[Start of Records for processing]

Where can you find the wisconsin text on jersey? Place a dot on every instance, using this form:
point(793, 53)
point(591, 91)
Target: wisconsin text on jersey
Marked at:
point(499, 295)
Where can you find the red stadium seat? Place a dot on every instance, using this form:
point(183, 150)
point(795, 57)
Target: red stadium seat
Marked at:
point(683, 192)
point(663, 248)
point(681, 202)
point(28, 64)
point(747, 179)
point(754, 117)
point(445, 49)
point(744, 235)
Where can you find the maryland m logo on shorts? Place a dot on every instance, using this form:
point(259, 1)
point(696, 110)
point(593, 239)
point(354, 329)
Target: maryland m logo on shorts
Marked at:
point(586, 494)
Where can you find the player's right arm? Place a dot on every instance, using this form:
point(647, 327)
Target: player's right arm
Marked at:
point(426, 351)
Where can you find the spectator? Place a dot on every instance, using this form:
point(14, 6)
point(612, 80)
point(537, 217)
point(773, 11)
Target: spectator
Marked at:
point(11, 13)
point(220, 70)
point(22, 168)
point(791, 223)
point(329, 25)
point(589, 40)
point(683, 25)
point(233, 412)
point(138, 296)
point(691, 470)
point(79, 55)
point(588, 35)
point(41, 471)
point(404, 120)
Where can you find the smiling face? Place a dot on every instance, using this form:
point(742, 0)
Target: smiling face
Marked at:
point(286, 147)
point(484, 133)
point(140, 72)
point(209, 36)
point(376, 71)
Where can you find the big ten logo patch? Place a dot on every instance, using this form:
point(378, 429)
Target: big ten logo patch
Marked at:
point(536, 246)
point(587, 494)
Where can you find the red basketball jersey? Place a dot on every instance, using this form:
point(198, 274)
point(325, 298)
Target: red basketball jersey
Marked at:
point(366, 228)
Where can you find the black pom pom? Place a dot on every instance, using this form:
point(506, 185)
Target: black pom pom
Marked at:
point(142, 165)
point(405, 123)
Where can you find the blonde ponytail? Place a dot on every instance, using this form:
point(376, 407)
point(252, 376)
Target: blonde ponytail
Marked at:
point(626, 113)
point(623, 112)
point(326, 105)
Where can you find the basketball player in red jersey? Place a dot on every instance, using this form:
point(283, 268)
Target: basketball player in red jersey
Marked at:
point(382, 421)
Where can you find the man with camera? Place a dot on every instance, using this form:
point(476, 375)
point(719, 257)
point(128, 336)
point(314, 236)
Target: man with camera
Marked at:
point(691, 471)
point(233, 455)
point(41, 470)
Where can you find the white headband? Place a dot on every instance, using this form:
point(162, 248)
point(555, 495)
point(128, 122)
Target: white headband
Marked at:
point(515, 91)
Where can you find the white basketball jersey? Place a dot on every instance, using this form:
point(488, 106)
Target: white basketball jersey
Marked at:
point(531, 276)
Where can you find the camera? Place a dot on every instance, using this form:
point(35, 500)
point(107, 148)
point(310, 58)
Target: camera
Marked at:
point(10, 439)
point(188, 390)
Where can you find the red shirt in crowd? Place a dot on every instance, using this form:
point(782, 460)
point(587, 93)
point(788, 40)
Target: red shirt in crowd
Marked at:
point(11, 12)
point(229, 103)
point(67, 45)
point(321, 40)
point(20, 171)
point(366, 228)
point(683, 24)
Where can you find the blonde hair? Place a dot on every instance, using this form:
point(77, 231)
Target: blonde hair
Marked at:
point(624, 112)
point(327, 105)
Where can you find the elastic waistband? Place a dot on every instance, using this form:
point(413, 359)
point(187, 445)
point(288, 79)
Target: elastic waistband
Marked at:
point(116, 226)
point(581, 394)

[End of Records for processing]

[What you will do] Can you reproduce every one of the lines above, character for character and in their original order?

[Exercise answer]
Where can you find the wisconsin text on jersey? Place a dot on every instance, using this form:
point(793, 53)
point(591, 91)
Target: wisconsin text on jersey
Marked at:
point(499, 295)
Where can you find the red stadium seat? Place a dot on every instance, using this form:
point(183, 150)
point(795, 57)
Target: red stadium seat
Marked at:
point(683, 192)
point(663, 248)
point(681, 202)
point(28, 64)
point(747, 179)
point(754, 117)
point(445, 49)
point(744, 235)
Where can you find the maryland m logo on shorts? Place a dot on every instance, using this form:
point(259, 1)
point(696, 110)
point(593, 239)
point(354, 329)
Target: maryland m logo on shorts
Marked at:
point(586, 494)
Where can you find the player's right arm? Place a dot on every instance, using this form:
point(647, 327)
Target: player's right arm
Marked at:
point(426, 351)
Where can you find the spectator? Place a dot on every instance, using this form:
point(14, 6)
point(612, 80)
point(537, 217)
point(773, 11)
Target: spectator
Marked at:
point(11, 13)
point(220, 70)
point(22, 168)
point(791, 223)
point(329, 25)
point(589, 40)
point(683, 25)
point(233, 412)
point(138, 296)
point(691, 470)
point(79, 55)
point(588, 35)
point(41, 471)
point(404, 120)
Where can you find the smiling face? Place a dot on every instance, using this form:
point(742, 0)
Target: smiling face
Marked at:
point(286, 147)
point(484, 133)
point(140, 72)
point(209, 36)
point(376, 71)
Where can you find the big ten logo patch? Place a dot on every instance, using this form:
point(378, 429)
Target: big ten logo patch
Marked at:
point(536, 246)
point(587, 494)
Where can you find the red basketball jersey? Place a dot on every instance, using this form:
point(198, 274)
point(325, 298)
Target: red basketball jersey
Marked at:
point(366, 228)
Where can you find the black pom pom? Place a dot on every instance, using this form:
point(506, 185)
Target: black pom pom
Marked at:
point(142, 165)
point(405, 123)
Where can you find the blonde ponytail? Place a dot on every instance, using this form:
point(376, 407)
point(252, 376)
Target: blonde ponytail
Marked at:
point(626, 113)
point(623, 112)
point(326, 105)
Where can you find the basketball player in red jersey? Place a dot on every instance, using this form:
point(283, 268)
Target: basketball player in red jersey
Marked at:
point(382, 421)
Where can you find the man with camera? Place a dot on every instance, using this form:
point(476, 375)
point(719, 257)
point(128, 336)
point(314, 236)
Target: man with camera
Marked at:
point(691, 471)
point(233, 455)
point(41, 470)
Where can you find the white headband? Place a dot on every instance, using this form:
point(162, 248)
point(555, 495)
point(128, 122)
Target: white headband
Marked at:
point(515, 91)
Where can you find the white basketball jersey? Place a dot on every instance, using this form:
point(488, 106)
Target: white basketball jersey
Marked at:
point(531, 276)
Where can you find the camera? Place a dot on every instance, using this form:
point(35, 500)
point(107, 148)
point(310, 58)
Target: camera
Marked at:
point(10, 439)
point(188, 390)
Where can you find the red shirt in crowd? Place a dot on every instance, using this form:
point(782, 460)
point(587, 93)
point(788, 40)
Target: red shirt in crowd
Marked at:
point(11, 12)
point(229, 103)
point(67, 45)
point(321, 40)
point(20, 171)
point(366, 228)
point(683, 24)
Where can you find the blonde hair? Place a dot on every instance, using this form:
point(77, 231)
Target: blonde hair
Marked at:
point(624, 112)
point(327, 105)
Where can you find the elastic waistband? Place a dot on every instance, using this form:
point(413, 359)
point(187, 445)
point(288, 79)
Target: elastic waistband
Marked at:
point(116, 226)
point(581, 394)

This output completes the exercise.